» RECORD EXCERPTS:
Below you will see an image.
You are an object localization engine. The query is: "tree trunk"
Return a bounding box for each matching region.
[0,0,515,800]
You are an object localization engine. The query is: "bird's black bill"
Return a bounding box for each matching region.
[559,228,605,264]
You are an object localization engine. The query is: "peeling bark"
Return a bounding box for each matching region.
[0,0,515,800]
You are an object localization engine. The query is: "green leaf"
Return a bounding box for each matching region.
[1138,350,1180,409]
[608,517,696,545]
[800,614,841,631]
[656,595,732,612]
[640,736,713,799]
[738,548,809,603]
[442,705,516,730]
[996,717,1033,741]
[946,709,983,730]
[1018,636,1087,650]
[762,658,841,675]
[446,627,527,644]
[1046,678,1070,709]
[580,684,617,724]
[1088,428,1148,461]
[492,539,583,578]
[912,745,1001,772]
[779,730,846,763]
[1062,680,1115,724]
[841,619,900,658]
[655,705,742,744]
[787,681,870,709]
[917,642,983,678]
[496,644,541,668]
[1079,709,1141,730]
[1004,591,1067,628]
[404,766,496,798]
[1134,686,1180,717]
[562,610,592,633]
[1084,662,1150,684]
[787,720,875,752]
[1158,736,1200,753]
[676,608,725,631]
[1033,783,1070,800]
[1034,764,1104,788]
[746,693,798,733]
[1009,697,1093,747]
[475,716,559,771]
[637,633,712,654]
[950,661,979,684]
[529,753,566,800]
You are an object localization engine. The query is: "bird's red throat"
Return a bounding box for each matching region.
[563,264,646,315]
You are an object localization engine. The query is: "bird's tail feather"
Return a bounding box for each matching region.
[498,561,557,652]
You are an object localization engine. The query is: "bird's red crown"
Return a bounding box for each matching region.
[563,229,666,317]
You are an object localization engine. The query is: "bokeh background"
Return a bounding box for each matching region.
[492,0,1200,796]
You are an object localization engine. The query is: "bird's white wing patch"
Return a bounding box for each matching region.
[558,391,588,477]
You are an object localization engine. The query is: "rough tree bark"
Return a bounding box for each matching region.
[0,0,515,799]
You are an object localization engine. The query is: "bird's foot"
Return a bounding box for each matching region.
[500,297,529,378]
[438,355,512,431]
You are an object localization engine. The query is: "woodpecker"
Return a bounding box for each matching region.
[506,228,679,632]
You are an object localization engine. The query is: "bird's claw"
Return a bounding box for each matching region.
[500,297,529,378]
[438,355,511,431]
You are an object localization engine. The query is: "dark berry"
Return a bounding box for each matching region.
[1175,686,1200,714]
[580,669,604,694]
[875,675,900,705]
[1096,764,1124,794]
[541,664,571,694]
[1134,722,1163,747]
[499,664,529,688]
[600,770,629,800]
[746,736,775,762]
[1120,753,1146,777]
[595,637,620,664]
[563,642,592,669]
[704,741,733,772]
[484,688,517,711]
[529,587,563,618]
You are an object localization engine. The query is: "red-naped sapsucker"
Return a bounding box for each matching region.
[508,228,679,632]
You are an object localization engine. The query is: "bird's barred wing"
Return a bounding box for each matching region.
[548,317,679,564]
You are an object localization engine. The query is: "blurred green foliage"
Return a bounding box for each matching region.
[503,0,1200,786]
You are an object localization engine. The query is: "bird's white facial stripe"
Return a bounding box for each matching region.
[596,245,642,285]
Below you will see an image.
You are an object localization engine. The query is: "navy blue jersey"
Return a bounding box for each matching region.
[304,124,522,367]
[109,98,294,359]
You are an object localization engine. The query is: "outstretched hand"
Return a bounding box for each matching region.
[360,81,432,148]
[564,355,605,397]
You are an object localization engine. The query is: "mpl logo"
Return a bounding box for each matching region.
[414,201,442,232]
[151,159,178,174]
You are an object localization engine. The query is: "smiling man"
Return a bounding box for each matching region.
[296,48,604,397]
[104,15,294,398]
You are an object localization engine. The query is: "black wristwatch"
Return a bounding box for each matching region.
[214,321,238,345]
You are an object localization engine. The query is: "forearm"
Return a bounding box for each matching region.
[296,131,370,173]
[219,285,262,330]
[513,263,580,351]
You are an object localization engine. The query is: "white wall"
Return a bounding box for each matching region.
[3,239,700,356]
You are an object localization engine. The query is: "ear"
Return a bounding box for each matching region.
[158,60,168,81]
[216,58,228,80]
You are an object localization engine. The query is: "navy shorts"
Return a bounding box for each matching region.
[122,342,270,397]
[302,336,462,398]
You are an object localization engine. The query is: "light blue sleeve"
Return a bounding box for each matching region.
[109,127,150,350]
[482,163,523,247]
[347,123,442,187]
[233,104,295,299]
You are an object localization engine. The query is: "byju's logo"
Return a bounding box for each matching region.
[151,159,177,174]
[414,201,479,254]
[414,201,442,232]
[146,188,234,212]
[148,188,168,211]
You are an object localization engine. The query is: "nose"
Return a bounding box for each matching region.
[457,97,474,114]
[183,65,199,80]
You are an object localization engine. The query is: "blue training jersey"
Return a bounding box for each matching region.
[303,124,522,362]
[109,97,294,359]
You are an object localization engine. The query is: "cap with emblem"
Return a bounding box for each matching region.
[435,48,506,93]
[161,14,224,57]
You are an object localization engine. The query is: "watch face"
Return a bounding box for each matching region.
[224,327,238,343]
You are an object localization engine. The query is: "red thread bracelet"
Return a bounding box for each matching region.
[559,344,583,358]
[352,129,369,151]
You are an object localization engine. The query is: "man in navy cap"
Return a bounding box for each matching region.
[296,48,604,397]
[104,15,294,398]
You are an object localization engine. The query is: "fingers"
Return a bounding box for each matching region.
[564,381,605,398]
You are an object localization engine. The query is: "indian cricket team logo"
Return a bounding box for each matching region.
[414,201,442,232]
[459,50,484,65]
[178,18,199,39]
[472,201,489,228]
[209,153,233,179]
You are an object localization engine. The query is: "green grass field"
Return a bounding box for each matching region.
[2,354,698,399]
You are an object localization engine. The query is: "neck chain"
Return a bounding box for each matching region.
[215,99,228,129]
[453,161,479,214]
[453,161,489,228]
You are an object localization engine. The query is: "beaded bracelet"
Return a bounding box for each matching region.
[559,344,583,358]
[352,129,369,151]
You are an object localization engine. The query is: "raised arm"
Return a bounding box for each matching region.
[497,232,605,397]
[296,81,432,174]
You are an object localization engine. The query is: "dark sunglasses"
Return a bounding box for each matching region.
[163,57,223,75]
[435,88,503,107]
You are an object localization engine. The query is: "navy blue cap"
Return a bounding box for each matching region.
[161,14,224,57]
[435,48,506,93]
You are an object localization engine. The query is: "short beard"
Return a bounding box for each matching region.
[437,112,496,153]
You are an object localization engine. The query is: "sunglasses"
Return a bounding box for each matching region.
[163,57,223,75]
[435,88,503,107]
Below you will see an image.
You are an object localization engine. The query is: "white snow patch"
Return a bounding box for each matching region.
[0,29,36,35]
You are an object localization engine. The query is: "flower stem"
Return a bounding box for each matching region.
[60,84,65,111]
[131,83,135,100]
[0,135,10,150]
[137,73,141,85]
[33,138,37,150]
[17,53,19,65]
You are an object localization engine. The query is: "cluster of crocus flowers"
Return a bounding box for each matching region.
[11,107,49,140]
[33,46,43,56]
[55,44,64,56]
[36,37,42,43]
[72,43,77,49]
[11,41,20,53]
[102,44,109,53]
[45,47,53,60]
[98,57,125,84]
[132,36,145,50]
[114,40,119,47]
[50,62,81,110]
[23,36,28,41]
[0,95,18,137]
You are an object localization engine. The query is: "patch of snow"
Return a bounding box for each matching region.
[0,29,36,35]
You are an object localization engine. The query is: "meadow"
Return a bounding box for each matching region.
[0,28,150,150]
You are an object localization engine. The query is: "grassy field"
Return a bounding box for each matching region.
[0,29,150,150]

* * *

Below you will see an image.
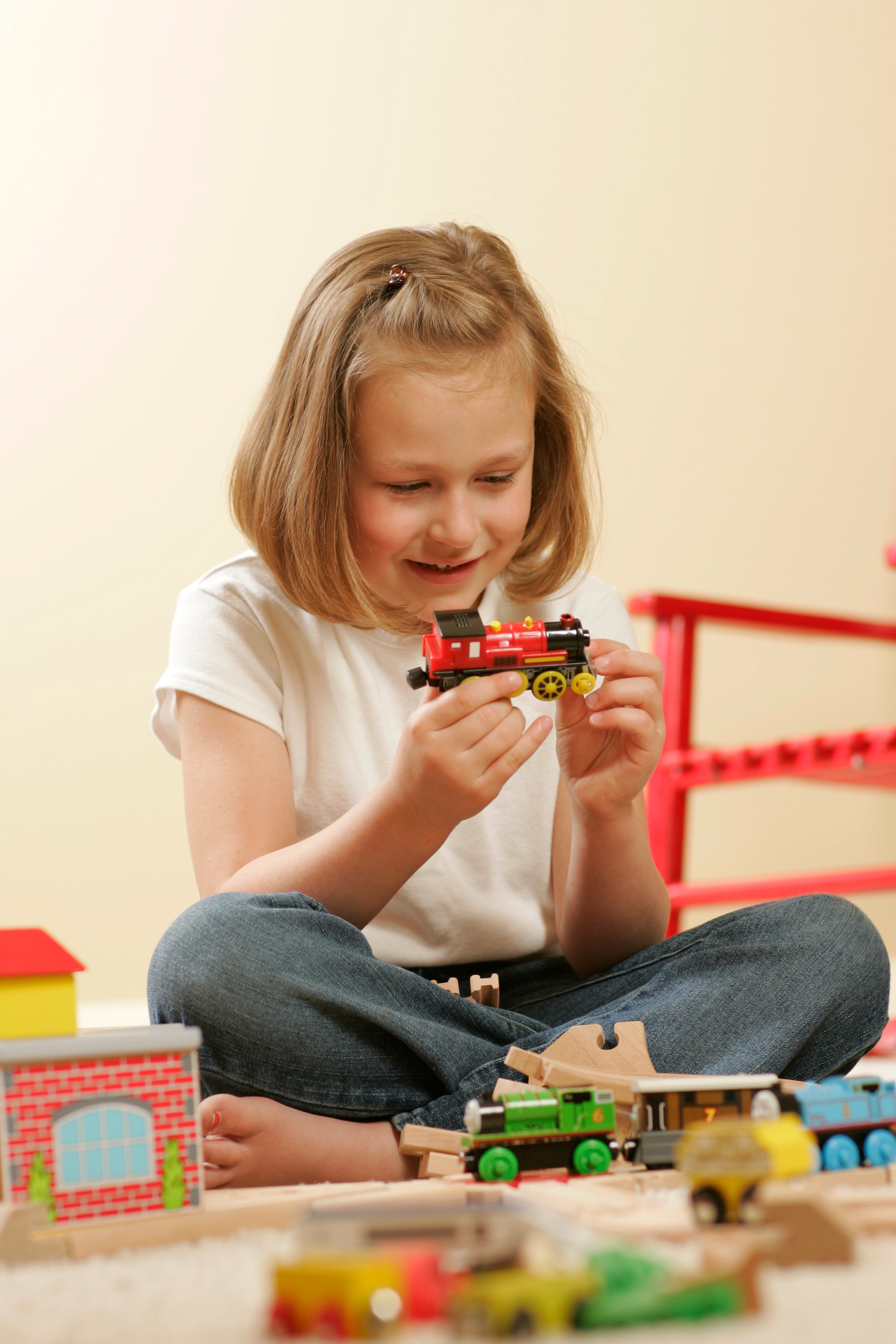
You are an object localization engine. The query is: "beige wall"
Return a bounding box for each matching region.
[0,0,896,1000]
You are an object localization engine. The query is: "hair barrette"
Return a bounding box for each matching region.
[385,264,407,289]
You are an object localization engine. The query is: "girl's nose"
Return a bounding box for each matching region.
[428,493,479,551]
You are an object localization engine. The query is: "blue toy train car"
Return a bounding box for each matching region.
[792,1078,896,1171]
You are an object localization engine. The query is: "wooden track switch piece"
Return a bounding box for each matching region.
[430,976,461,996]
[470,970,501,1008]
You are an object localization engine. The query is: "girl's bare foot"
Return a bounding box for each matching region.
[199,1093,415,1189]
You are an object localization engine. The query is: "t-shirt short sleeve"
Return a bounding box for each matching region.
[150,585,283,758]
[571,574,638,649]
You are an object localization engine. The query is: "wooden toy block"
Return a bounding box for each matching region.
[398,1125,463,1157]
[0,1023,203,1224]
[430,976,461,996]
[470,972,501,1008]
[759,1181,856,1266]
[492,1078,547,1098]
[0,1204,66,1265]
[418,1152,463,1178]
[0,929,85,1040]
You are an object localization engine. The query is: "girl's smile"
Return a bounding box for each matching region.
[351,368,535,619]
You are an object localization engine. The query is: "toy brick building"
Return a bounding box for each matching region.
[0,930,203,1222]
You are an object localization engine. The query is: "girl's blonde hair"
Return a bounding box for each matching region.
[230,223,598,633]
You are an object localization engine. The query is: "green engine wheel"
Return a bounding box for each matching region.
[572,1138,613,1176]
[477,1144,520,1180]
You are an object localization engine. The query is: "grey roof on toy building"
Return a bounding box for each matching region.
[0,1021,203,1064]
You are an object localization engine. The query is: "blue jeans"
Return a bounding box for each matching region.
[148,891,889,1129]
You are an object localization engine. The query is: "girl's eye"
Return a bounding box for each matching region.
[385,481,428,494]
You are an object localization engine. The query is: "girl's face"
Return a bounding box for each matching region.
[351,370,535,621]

» WRITTEN REQUEST: Extract each line of the records above that contains the word "jersey". Treat uppercase and lowercase letters as distinct.

» ANSWER TO THIS PROBLEM:
You are an object localization engine. The query is: "navy blue jersey"
You are an object localization engine. The query is: "blue training jersey"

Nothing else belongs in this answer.